Work instruction
With the line containing "positive clicks: (156, 113)" as the start and the line containing "positive clicks: (103, 54)" as the end, transcribe that span of the entries below exactly, including both.

Listed records
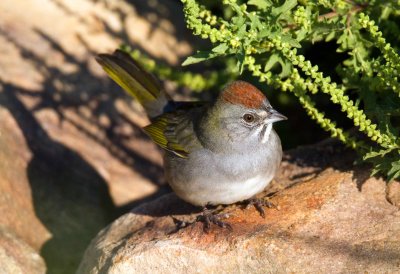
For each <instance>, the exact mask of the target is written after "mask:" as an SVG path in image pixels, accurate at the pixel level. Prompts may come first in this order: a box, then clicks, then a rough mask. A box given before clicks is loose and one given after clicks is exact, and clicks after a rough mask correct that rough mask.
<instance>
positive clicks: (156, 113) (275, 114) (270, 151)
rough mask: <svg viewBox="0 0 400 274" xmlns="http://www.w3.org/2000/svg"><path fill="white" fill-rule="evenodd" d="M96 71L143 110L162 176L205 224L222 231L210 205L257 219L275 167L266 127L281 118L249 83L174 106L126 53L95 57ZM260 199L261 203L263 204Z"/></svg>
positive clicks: (103, 54)
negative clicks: (233, 210) (247, 201)
mask: <svg viewBox="0 0 400 274" xmlns="http://www.w3.org/2000/svg"><path fill="white" fill-rule="evenodd" d="M96 60H97V62H98V63H99V64H100V65H101V66H102V68H103V69H104V71H105V72H106V73H107V74H108V75H109V76H110V78H111V79H113V80H114V81H115V82H116V83H117V84H118V85H119V86H121V87H122V89H124V90H125V91H126V92H128V93H129V94H130V95H132V96H133V97H134V98H135V99H136V100H137V101H139V103H140V104H141V105H142V106H143V108H144V110H145V111H146V113H147V116H148V117H149V120H150V124H149V125H147V126H145V127H144V128H143V130H144V132H145V133H146V134H147V135H148V136H149V137H150V138H151V139H152V141H153V142H155V143H156V144H157V145H158V146H160V147H161V148H162V149H163V151H164V153H163V161H164V173H165V177H166V181H167V182H168V184H169V185H170V186H171V188H172V190H173V191H174V192H175V193H176V195H177V196H178V197H180V198H181V199H182V200H184V201H186V202H188V203H190V204H192V205H194V206H199V207H202V208H203V214H202V215H199V218H198V220H202V221H203V222H204V225H205V230H209V228H210V224H211V223H213V224H216V225H218V226H220V227H228V228H230V229H231V226H230V224H229V223H226V222H224V221H222V220H221V216H218V214H213V213H212V212H211V211H210V210H209V207H210V206H217V205H229V204H233V203H237V202H241V201H246V200H248V201H249V202H250V203H252V204H254V205H255V207H256V208H257V209H258V210H259V212H260V214H261V215H262V216H263V217H265V213H264V210H263V208H262V206H264V205H267V206H268V205H270V203H268V202H267V203H265V202H262V201H260V200H257V199H255V198H254V197H255V195H257V194H258V193H260V192H262V191H263V190H264V189H265V188H266V187H267V186H268V184H269V183H270V182H271V181H272V179H273V178H274V176H275V174H276V173H277V171H278V168H279V166H280V163H281V161H282V146H281V141H280V138H279V136H278V134H277V133H276V131H275V130H274V129H273V127H272V125H273V123H275V122H278V121H282V120H286V119H287V117H285V116H284V115H282V114H281V113H279V112H278V111H276V110H275V109H274V108H273V107H272V106H271V104H270V102H269V100H268V99H267V98H266V96H265V95H264V94H263V93H262V92H261V91H260V90H259V89H258V88H256V87H255V86H254V85H252V84H250V83H248V82H245V81H240V80H236V81H233V82H231V83H229V84H227V85H226V86H225V87H224V88H223V89H222V91H221V92H220V93H219V95H218V96H217V98H216V99H215V100H213V101H210V102H196V101H195V102H177V101H174V100H172V98H171V97H170V96H169V95H168V94H167V92H166V91H165V90H164V89H163V88H162V86H161V84H160V82H159V81H158V79H157V78H156V77H155V76H154V75H153V74H151V73H149V72H147V71H146V70H145V69H144V68H143V67H142V66H141V65H140V64H139V63H138V62H137V61H135V60H134V59H133V58H132V57H131V56H130V55H129V54H128V53H126V52H124V51H122V50H119V49H118V50H116V51H114V52H113V53H112V54H107V53H105V54H99V55H97V56H96ZM263 201H265V200H263Z"/></svg>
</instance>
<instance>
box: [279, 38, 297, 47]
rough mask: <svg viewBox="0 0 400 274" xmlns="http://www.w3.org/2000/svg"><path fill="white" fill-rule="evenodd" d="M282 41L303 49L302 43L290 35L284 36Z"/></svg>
mask: <svg viewBox="0 0 400 274" xmlns="http://www.w3.org/2000/svg"><path fill="white" fill-rule="evenodd" d="M281 40H282V42H285V43H288V44H289V45H290V46H291V47H294V48H301V45H300V43H299V42H298V41H297V40H296V39H293V38H292V37H291V36H290V35H283V36H282V37H281Z"/></svg>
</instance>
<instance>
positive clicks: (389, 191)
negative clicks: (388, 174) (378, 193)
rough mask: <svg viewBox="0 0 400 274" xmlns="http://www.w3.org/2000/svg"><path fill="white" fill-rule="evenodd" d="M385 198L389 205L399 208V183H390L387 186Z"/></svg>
mask: <svg viewBox="0 0 400 274" xmlns="http://www.w3.org/2000/svg"><path fill="white" fill-rule="evenodd" d="M386 197H387V199H388V201H389V202H390V203H392V204H393V205H395V206H397V207H398V208H400V182H398V181H392V182H390V183H389V184H388V187H387V189H386Z"/></svg>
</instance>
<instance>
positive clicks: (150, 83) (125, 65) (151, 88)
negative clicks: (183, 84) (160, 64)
mask: <svg viewBox="0 0 400 274" xmlns="http://www.w3.org/2000/svg"><path fill="white" fill-rule="evenodd" d="M96 60H97V62H98V63H99V64H100V65H101V66H102V67H103V69H104V71H105V72H106V73H107V74H108V75H109V76H110V78H111V79H113V80H114V81H115V82H116V83H117V84H118V85H120V86H121V87H122V88H123V89H124V90H125V91H126V92H128V93H129V94H130V95H132V96H133V97H134V98H135V99H136V100H138V101H139V102H140V103H141V104H142V106H143V107H144V108H145V110H146V112H147V115H148V116H149V117H150V118H154V117H156V116H158V115H161V114H162V113H163V109H164V107H165V106H166V105H167V104H168V101H170V98H169V97H168V95H167V94H166V93H165V91H164V90H163V89H162V88H161V86H160V84H159V82H158V81H157V79H156V78H155V77H154V76H153V75H152V74H150V73H148V72H147V71H145V70H144V69H143V68H142V67H141V66H140V65H139V64H138V63H137V62H136V61H135V60H133V59H132V57H131V56H130V55H129V54H127V53H125V52H123V51H121V50H116V51H115V52H114V53H113V54H99V55H98V56H97V57H96Z"/></svg>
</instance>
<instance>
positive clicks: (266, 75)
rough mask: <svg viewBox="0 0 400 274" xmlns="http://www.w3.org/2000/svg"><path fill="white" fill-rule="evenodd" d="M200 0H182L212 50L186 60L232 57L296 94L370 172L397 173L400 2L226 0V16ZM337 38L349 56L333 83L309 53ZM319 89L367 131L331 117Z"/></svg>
mask: <svg viewBox="0 0 400 274" xmlns="http://www.w3.org/2000/svg"><path fill="white" fill-rule="evenodd" d="M198 2H199V1H195V0H182V3H183V5H184V12H185V16H186V22H187V25H188V28H190V29H191V30H192V31H193V33H194V34H195V35H199V36H201V37H202V38H204V39H209V40H210V41H211V43H212V45H213V48H212V49H210V50H206V51H199V52H197V53H196V54H194V55H193V56H191V57H189V58H187V59H186V61H185V62H184V63H183V65H190V64H194V63H198V62H202V61H205V60H210V59H214V58H216V57H224V59H225V60H231V57H232V56H234V57H235V58H236V60H237V70H238V71H239V72H242V71H244V70H247V71H249V72H251V73H252V75H253V76H255V77H257V78H258V80H259V81H260V82H266V83H267V84H268V85H270V86H273V87H274V88H275V89H276V90H279V91H283V92H287V91H288V92H292V93H293V94H294V95H295V96H296V97H297V98H298V100H299V102H300V103H301V105H302V106H303V107H304V109H305V110H306V111H307V113H308V114H309V116H310V117H311V118H312V119H314V120H315V121H316V122H317V123H318V124H319V125H320V126H321V127H322V128H323V129H325V130H326V131H328V132H330V134H331V135H332V136H333V137H336V138H338V139H340V140H341V141H342V142H343V143H345V144H346V145H347V146H349V147H351V148H354V149H356V150H357V151H358V152H359V153H360V155H362V157H363V159H364V160H365V161H367V162H371V163H372V164H373V166H374V169H373V173H377V172H380V173H382V174H384V175H386V176H387V178H388V180H392V179H394V178H399V177H400V141H399V130H400V123H399V122H400V119H399V118H400V117H399V116H400V108H399V106H400V99H399V96H400V83H399V78H398V77H399V72H400V57H399V55H398V53H397V52H398V46H399V40H398V39H397V38H398V37H399V34H400V29H399V23H400V20H399V15H400V1H364V0H358V1H351V0H336V1H326V0H314V1H308V0H285V1H283V0H280V1H279V0H248V1H238V0H223V1H222V3H223V4H224V12H222V14H223V15H222V16H217V15H214V14H212V12H211V11H210V10H208V9H207V7H206V6H204V5H201V4H199V3H198ZM378 24H379V27H378ZM385 37H391V38H392V40H391V41H390V42H391V43H388V42H387V40H386V39H385ZM332 41H335V42H336V45H337V49H336V51H337V52H338V53H341V54H342V55H344V54H345V56H346V58H345V60H344V62H341V63H340V64H339V65H338V66H337V68H336V73H335V76H336V77H335V78H337V79H335V81H333V80H332V79H331V77H330V76H326V75H327V74H329V72H326V71H325V72H323V71H322V70H321V69H319V67H318V66H317V65H315V64H312V63H311V62H310V60H307V59H306V57H305V56H304V50H305V48H307V47H308V48H309V47H313V46H314V45H315V44H320V43H327V42H330V43H332ZM216 78H218V77H217V76H216ZM207 82H208V83H210V84H212V81H207V80H205V79H204V83H207ZM203 86H206V84H204V85H203ZM316 93H323V94H326V96H328V97H329V99H330V101H331V103H332V104H336V105H338V106H340V108H341V111H342V112H343V113H344V114H345V115H346V116H347V118H348V119H350V121H351V122H352V124H354V126H355V127H356V128H357V129H358V131H359V132H360V133H362V134H355V133H354V131H350V130H348V129H345V128H343V127H340V126H338V122H337V121H336V120H335V118H336V117H333V118H328V117H327V115H326V114H325V113H324V112H323V111H322V110H320V108H318V107H317V105H316V102H315V99H314V94H316ZM356 133H357V132H356Z"/></svg>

Finished exercise
positive clicks: (156, 113) (275, 114) (270, 151)
rough mask: <svg viewBox="0 0 400 274" xmlns="http://www.w3.org/2000/svg"><path fill="white" fill-rule="evenodd" d="M96 71L143 110L162 176L205 224L222 231L210 205L257 219L275 167L266 127L281 118L249 83L174 106L126 53L95 57ZM260 199L261 203L263 204Z"/></svg>
positive clicks: (103, 54)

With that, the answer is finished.